## START

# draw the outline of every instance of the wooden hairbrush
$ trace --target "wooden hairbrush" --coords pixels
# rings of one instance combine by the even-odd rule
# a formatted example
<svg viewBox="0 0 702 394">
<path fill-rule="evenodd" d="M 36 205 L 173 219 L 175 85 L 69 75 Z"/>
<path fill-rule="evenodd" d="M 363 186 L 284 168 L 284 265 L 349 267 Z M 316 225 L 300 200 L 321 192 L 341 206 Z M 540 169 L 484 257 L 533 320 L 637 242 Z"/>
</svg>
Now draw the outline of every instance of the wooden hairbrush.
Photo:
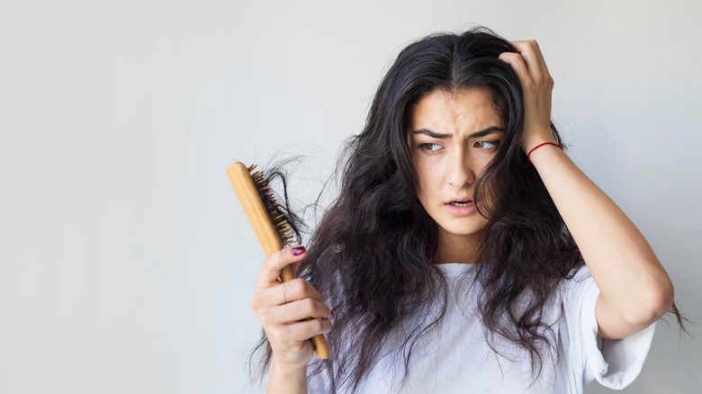
<svg viewBox="0 0 702 394">
<path fill-rule="evenodd" d="M 261 171 L 253 172 L 256 166 L 247 167 L 241 162 L 227 166 L 227 176 L 244 209 L 248 223 L 258 238 L 266 255 L 295 244 L 292 228 L 268 185 L 268 180 Z M 280 274 L 283 282 L 295 278 L 292 268 L 285 265 Z M 321 359 L 329 356 L 329 346 L 321 334 L 310 338 L 317 355 Z"/>
</svg>

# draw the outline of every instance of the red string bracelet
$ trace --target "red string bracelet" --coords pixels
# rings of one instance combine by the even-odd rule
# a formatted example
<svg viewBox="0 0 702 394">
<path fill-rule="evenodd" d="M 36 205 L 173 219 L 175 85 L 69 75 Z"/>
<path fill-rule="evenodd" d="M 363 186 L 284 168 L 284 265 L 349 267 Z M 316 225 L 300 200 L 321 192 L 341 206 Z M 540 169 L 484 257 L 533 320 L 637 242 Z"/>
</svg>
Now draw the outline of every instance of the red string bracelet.
<svg viewBox="0 0 702 394">
<path fill-rule="evenodd" d="M 526 154 L 526 161 L 528 161 L 529 164 L 531 164 L 531 159 L 529 159 L 529 157 L 531 156 L 531 153 L 534 152 L 535 150 L 538 149 L 539 148 L 544 146 L 544 145 L 553 145 L 554 147 L 560 148 L 561 150 L 563 150 L 563 147 L 562 147 L 559 144 L 556 144 L 555 142 L 543 142 L 543 143 L 538 144 L 536 147 L 534 147 L 531 150 L 529 150 L 529 153 Z"/>
</svg>

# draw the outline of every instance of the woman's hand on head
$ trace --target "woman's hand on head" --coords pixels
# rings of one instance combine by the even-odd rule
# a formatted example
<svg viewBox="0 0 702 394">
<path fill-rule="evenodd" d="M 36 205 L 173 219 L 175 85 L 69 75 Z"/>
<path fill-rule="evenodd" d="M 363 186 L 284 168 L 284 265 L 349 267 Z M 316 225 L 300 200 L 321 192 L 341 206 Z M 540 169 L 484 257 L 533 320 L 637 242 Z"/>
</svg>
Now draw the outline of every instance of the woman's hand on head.
<svg viewBox="0 0 702 394">
<path fill-rule="evenodd" d="M 512 41 L 518 53 L 503 52 L 500 58 L 517 72 L 524 92 L 522 149 L 529 152 L 543 142 L 556 142 L 551 132 L 551 92 L 554 78 L 536 40 Z"/>
<path fill-rule="evenodd" d="M 302 246 L 266 257 L 251 298 L 251 309 L 273 348 L 273 362 L 283 368 L 305 368 L 314 354 L 309 339 L 331 329 L 331 309 L 317 290 L 301 278 L 284 283 L 278 279 L 283 267 L 292 264 L 295 270 L 303 257 Z"/>
</svg>

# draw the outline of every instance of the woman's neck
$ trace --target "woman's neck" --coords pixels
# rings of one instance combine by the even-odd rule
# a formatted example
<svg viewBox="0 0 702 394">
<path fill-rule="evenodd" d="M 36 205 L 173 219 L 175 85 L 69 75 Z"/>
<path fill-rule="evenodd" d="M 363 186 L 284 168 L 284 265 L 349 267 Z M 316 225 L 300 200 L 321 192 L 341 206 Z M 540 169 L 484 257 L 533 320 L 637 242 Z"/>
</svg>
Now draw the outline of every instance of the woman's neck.
<svg viewBox="0 0 702 394">
<path fill-rule="evenodd" d="M 457 236 L 442 231 L 439 233 L 438 247 L 434 263 L 477 263 L 480 255 L 480 233 Z"/>
</svg>

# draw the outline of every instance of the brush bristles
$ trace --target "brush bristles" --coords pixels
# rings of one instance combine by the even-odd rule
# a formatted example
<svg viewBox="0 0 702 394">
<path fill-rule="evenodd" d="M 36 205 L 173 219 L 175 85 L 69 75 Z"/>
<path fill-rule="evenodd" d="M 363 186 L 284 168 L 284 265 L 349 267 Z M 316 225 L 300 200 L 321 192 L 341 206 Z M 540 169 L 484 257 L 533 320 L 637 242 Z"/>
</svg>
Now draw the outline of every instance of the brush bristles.
<svg viewBox="0 0 702 394">
<path fill-rule="evenodd" d="M 261 196 L 261 200 L 263 200 L 268 217 L 271 218 L 273 225 L 275 227 L 278 236 L 280 236 L 283 246 L 287 247 L 296 245 L 297 240 L 295 239 L 294 231 L 292 231 L 292 228 L 288 223 L 288 218 L 281 210 L 280 204 L 273 193 L 273 189 L 268 184 L 268 179 L 266 178 L 261 171 L 253 172 L 256 169 L 256 165 L 250 166 L 248 169 L 254 184 L 256 184 L 258 194 Z"/>
</svg>

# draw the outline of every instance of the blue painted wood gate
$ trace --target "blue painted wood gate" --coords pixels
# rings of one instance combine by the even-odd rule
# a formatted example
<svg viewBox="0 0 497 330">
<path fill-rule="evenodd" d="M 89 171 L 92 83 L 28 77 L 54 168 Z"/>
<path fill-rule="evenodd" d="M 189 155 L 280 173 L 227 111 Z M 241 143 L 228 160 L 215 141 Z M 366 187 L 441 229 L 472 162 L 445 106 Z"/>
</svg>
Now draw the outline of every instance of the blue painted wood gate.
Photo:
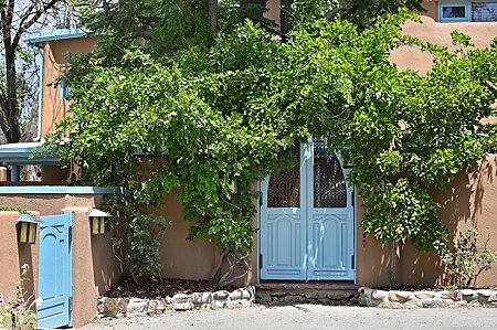
<svg viewBox="0 0 497 330">
<path fill-rule="evenodd" d="M 339 156 L 314 138 L 294 168 L 262 182 L 261 279 L 353 280 L 353 187 Z"/>
<path fill-rule="evenodd" d="M 40 225 L 40 270 L 38 326 L 72 326 L 73 300 L 73 216 L 42 216 Z"/>
</svg>

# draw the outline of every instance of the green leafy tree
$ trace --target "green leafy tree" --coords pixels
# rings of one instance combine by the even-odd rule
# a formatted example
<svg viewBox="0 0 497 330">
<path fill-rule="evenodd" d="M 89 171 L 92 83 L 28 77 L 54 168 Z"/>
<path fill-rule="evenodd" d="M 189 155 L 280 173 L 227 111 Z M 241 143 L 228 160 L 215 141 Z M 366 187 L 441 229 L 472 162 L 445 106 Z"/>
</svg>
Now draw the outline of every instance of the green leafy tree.
<svg viewBox="0 0 497 330">
<path fill-rule="evenodd" d="M 286 42 L 247 21 L 211 47 L 166 57 L 125 50 L 112 63 L 74 58 L 72 116 L 47 147 L 77 162 L 81 180 L 128 189 L 119 203 L 133 209 L 125 216 L 130 238 L 156 228 L 141 215 L 181 188 L 190 238 L 212 239 L 230 266 L 213 269 L 221 284 L 251 269 L 254 181 L 290 167 L 288 150 L 309 136 L 327 137 L 353 163 L 349 180 L 367 207 L 368 234 L 443 249 L 447 231 L 429 189 L 443 189 L 495 138 L 480 135 L 479 119 L 497 96 L 497 44 L 468 49 L 468 38 L 454 33 L 459 49 L 451 52 L 401 35 L 399 26 L 413 19 L 404 11 L 358 29 L 328 20 L 322 3 L 303 4 L 294 3 L 302 12 Z M 390 63 L 401 45 L 432 53 L 433 70 L 423 76 Z M 59 143 L 65 137 L 71 143 Z M 133 156 L 144 151 L 156 157 L 147 175 Z"/>
<path fill-rule="evenodd" d="M 64 0 L 0 0 L 0 128 L 9 143 L 21 139 L 20 117 L 25 102 L 32 98 L 25 75 L 28 52 L 21 49 L 27 33 L 50 21 Z"/>
</svg>

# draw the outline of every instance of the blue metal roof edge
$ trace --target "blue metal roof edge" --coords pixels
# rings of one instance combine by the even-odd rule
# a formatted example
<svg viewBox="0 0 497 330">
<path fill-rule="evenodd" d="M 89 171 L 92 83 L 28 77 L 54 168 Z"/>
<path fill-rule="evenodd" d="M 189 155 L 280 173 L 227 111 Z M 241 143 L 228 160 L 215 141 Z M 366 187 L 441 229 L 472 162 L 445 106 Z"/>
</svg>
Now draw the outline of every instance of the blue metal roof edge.
<svg viewBox="0 0 497 330">
<path fill-rule="evenodd" d="M 83 29 L 56 29 L 50 32 L 29 33 L 22 40 L 27 44 L 35 44 L 44 41 L 82 38 L 88 32 Z"/>
<path fill-rule="evenodd" d="M 123 188 L 66 187 L 66 185 L 11 185 L 0 187 L 0 194 L 119 194 Z"/>
<path fill-rule="evenodd" d="M 0 148 L 0 162 L 7 163 L 57 163 L 59 159 L 33 152 L 39 147 Z"/>
</svg>

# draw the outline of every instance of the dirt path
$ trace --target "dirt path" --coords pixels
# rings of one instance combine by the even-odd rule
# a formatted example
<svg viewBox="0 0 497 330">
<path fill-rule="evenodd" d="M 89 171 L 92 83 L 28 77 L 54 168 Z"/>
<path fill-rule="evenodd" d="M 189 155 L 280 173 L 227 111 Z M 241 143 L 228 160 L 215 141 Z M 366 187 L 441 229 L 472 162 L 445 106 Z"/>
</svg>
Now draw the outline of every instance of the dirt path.
<svg viewBox="0 0 497 330">
<path fill-rule="evenodd" d="M 97 320 L 96 329 L 495 329 L 497 308 L 404 309 L 297 305 L 169 312 L 157 317 Z"/>
</svg>

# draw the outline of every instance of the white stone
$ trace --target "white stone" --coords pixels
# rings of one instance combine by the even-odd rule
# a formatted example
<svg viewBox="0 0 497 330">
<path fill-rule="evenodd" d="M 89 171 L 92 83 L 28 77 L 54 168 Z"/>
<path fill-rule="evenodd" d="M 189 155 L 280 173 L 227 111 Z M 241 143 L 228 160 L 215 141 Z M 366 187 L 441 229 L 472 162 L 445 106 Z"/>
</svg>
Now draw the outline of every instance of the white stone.
<svg viewBox="0 0 497 330">
<path fill-rule="evenodd" d="M 231 300 L 251 300 L 253 301 L 255 299 L 255 288 L 253 286 L 246 287 L 246 288 L 240 288 L 230 294 Z"/>
<path fill-rule="evenodd" d="M 106 317 L 124 317 L 127 312 L 128 301 L 123 298 L 107 298 L 104 304 L 104 315 Z"/>
<path fill-rule="evenodd" d="M 251 307 L 252 300 L 248 299 L 236 299 L 236 300 L 228 300 L 226 307 L 228 308 L 244 308 L 244 307 Z"/>
<path fill-rule="evenodd" d="M 478 298 L 478 294 L 475 290 L 470 289 L 461 290 L 461 295 L 463 296 L 463 299 L 466 301 L 473 301 Z"/>
<path fill-rule="evenodd" d="M 177 294 L 172 296 L 173 309 L 175 310 L 190 310 L 193 309 L 193 304 L 191 304 L 191 298 L 189 295 Z"/>
<path fill-rule="evenodd" d="M 441 291 L 436 294 L 436 298 L 440 299 L 451 299 L 453 301 L 459 301 L 462 297 L 461 291 L 452 290 L 452 291 Z"/>
<path fill-rule="evenodd" d="M 209 308 L 212 299 L 212 292 L 194 292 L 191 295 L 191 302 L 195 308 Z"/>
<path fill-rule="evenodd" d="M 234 291 L 232 291 L 230 294 L 230 299 L 231 300 L 250 300 L 250 301 L 254 301 L 255 299 L 255 288 L 254 287 L 246 287 L 246 288 L 241 288 L 241 289 L 236 289 Z"/>
<path fill-rule="evenodd" d="M 432 291 L 415 291 L 414 296 L 417 299 L 433 299 L 433 298 L 435 298 L 435 292 L 432 292 Z"/>
<path fill-rule="evenodd" d="M 390 291 L 389 294 L 389 300 L 395 302 L 406 302 L 413 298 L 414 294 L 409 291 Z"/>
<path fill-rule="evenodd" d="M 371 292 L 371 298 L 373 300 L 388 300 L 389 292 L 383 290 L 373 290 Z"/>
<path fill-rule="evenodd" d="M 128 316 L 144 315 L 147 312 L 147 310 L 148 310 L 147 299 L 139 299 L 139 298 L 129 299 L 127 307 Z"/>
<path fill-rule="evenodd" d="M 444 308 L 447 307 L 448 304 L 446 300 L 424 300 L 423 308 Z"/>
</svg>

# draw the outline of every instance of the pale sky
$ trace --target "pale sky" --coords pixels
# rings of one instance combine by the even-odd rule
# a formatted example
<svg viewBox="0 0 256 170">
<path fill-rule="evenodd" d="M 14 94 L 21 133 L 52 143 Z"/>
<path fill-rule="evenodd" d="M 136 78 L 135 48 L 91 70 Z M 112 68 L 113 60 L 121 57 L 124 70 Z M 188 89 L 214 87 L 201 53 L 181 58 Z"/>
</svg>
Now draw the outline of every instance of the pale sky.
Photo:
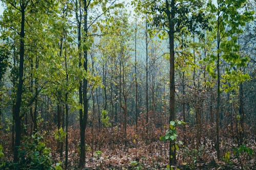
<svg viewBox="0 0 256 170">
<path fill-rule="evenodd" d="M 212 1 L 214 2 L 214 3 L 215 5 L 217 4 L 217 0 L 212 0 Z M 131 4 L 131 1 L 130 1 L 130 0 L 125 0 L 125 2 L 126 3 L 129 3 L 130 4 Z M 128 10 L 132 11 L 132 9 L 131 7 L 128 8 Z M 2 3 L 1 3 L 0 4 L 0 15 L 3 14 L 3 12 L 4 12 L 4 7 L 3 7 Z M 132 12 L 132 14 L 133 14 L 133 12 Z"/>
</svg>

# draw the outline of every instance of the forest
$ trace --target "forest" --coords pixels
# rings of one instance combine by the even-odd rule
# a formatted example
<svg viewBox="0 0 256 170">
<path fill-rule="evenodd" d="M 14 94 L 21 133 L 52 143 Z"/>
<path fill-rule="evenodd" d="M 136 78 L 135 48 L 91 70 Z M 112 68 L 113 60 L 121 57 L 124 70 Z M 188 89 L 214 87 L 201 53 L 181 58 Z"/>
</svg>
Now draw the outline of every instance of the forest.
<svg viewBox="0 0 256 170">
<path fill-rule="evenodd" d="M 256 169 L 254 0 L 1 0 L 0 169 Z"/>
</svg>

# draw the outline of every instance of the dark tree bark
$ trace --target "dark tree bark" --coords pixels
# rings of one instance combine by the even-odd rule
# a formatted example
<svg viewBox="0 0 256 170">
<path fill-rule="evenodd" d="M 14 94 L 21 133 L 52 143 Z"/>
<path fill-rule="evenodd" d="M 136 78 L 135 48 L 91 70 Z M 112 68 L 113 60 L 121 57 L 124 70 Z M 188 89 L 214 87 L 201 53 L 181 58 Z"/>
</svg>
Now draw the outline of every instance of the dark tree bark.
<svg viewBox="0 0 256 170">
<path fill-rule="evenodd" d="M 20 145 L 22 124 L 21 120 L 23 115 L 20 115 L 20 106 L 22 104 L 22 95 L 23 93 L 23 87 L 24 82 L 24 38 L 25 37 L 25 9 L 29 1 L 22 1 L 20 6 L 20 12 L 22 14 L 22 20 L 20 21 L 20 49 L 19 49 L 19 65 L 18 72 L 18 83 L 17 87 L 17 94 L 16 103 L 14 105 L 14 118 L 15 120 L 15 148 L 13 161 L 18 162 L 18 148 Z"/>
<path fill-rule="evenodd" d="M 168 35 L 169 36 L 169 122 L 172 120 L 174 120 L 175 119 L 175 86 L 174 82 L 174 77 L 175 77 L 175 68 L 174 68 L 174 19 L 175 16 L 175 11 L 174 9 L 175 8 L 175 0 L 172 0 L 170 2 L 170 9 L 169 7 L 169 4 L 168 0 L 165 0 L 166 5 L 166 11 L 167 18 L 168 18 L 168 25 L 169 27 L 169 30 L 168 31 Z M 170 165 L 171 164 L 176 164 L 176 151 L 175 147 L 174 149 L 172 149 L 173 146 L 175 144 L 174 142 L 173 141 L 170 141 L 169 145 L 169 161 Z"/>
</svg>

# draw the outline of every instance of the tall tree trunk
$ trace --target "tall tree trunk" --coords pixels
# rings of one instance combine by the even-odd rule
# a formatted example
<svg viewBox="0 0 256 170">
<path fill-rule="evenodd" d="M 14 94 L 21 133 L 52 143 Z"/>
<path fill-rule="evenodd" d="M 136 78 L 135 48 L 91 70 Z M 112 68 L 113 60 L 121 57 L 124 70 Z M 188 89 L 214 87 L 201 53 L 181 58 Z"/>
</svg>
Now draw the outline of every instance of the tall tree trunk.
<svg viewBox="0 0 256 170">
<path fill-rule="evenodd" d="M 147 41 L 147 14 L 146 14 L 146 136 L 147 138 L 148 124 L 148 55 Z"/>
<path fill-rule="evenodd" d="M 20 21 L 20 49 L 19 49 L 19 65 L 18 72 L 18 83 L 17 87 L 17 95 L 16 98 L 16 103 L 14 106 L 14 120 L 15 123 L 15 142 L 14 148 L 14 154 L 13 161 L 15 163 L 18 161 L 18 148 L 20 145 L 21 140 L 21 119 L 22 116 L 20 115 L 20 106 L 22 104 L 22 95 L 23 93 L 23 76 L 24 67 L 24 38 L 25 35 L 25 9 L 27 6 L 27 2 L 22 1 L 20 4 L 20 12 L 22 14 L 22 20 Z"/>
<path fill-rule="evenodd" d="M 169 35 L 169 122 L 172 120 L 175 120 L 175 68 L 174 68 L 174 19 L 175 16 L 175 1 L 172 0 L 170 2 L 170 11 L 169 8 L 169 2 L 167 0 L 165 0 L 166 5 L 166 12 L 168 18 L 168 24 L 169 27 L 169 31 L 168 34 Z M 171 164 L 176 164 L 176 151 L 174 146 L 175 143 L 173 141 L 170 141 L 169 145 L 169 161 L 170 165 Z M 172 149 L 173 148 L 173 149 Z"/>
<path fill-rule="evenodd" d="M 243 101 L 243 84 L 240 83 L 240 87 L 239 88 L 239 114 L 240 115 L 240 125 L 241 125 L 241 130 L 239 131 L 239 138 L 240 141 L 239 143 L 239 147 L 243 144 L 243 138 L 244 137 L 244 105 Z"/>
<path fill-rule="evenodd" d="M 220 10 L 220 7 L 219 7 Z M 217 159 L 220 158 L 220 133 L 219 133 L 219 115 L 220 109 L 220 11 L 218 15 L 217 23 L 217 105 L 216 108 L 216 151 L 217 152 Z"/>
<path fill-rule="evenodd" d="M 135 122 L 136 126 L 136 132 L 138 131 L 138 82 L 137 81 L 137 23 L 135 28 L 135 86 L 136 86 L 136 106 L 135 106 Z"/>
<path fill-rule="evenodd" d="M 84 21 L 84 27 L 83 31 L 85 34 L 83 37 L 84 43 L 88 40 L 88 8 L 89 5 L 90 1 L 89 1 L 89 3 L 87 3 L 87 0 L 83 0 L 83 21 Z M 86 72 L 88 72 L 88 59 L 87 58 L 88 51 L 87 50 L 85 50 L 83 51 L 83 58 L 84 60 L 83 61 L 83 69 Z M 88 99 L 87 98 L 87 86 L 88 86 L 88 81 L 87 79 L 84 78 L 83 79 L 83 84 L 82 84 L 82 100 L 83 104 L 83 112 L 80 114 L 80 160 L 79 160 L 79 166 L 80 167 L 84 167 L 85 164 L 85 159 L 86 159 L 86 129 L 87 124 L 87 119 L 88 117 Z"/>
</svg>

## END

• WHAT THE EXERCISE ASKS: Print the lines verbatim, starting at the line that contains "# draw the outline of every instance of the white" and ending after the line that contains "231 300 L 251".

• OUTPUT OF THE EXERCISE:
# draw the outline of every instance of the white stone
$ trace --target "white stone" --coords pixels
# rings of one instance combine by the even-odd rule
# a formatted example
<svg viewBox="0 0 497 330">
<path fill-rule="evenodd" d="M 89 171 L 92 83 L 28 77 L 54 168 Z"/>
<path fill-rule="evenodd" d="M 189 155 L 280 173 L 227 111 Z M 241 143 L 228 160 L 215 141 Z M 366 187 L 441 229 L 472 162 L 445 106 Z"/>
</svg>
Now draw the outline of every instance of the white stone.
<svg viewBox="0 0 497 330">
<path fill-rule="evenodd" d="M 231 300 L 251 300 L 253 301 L 255 299 L 255 288 L 253 286 L 246 287 L 246 288 L 240 288 L 230 294 Z"/>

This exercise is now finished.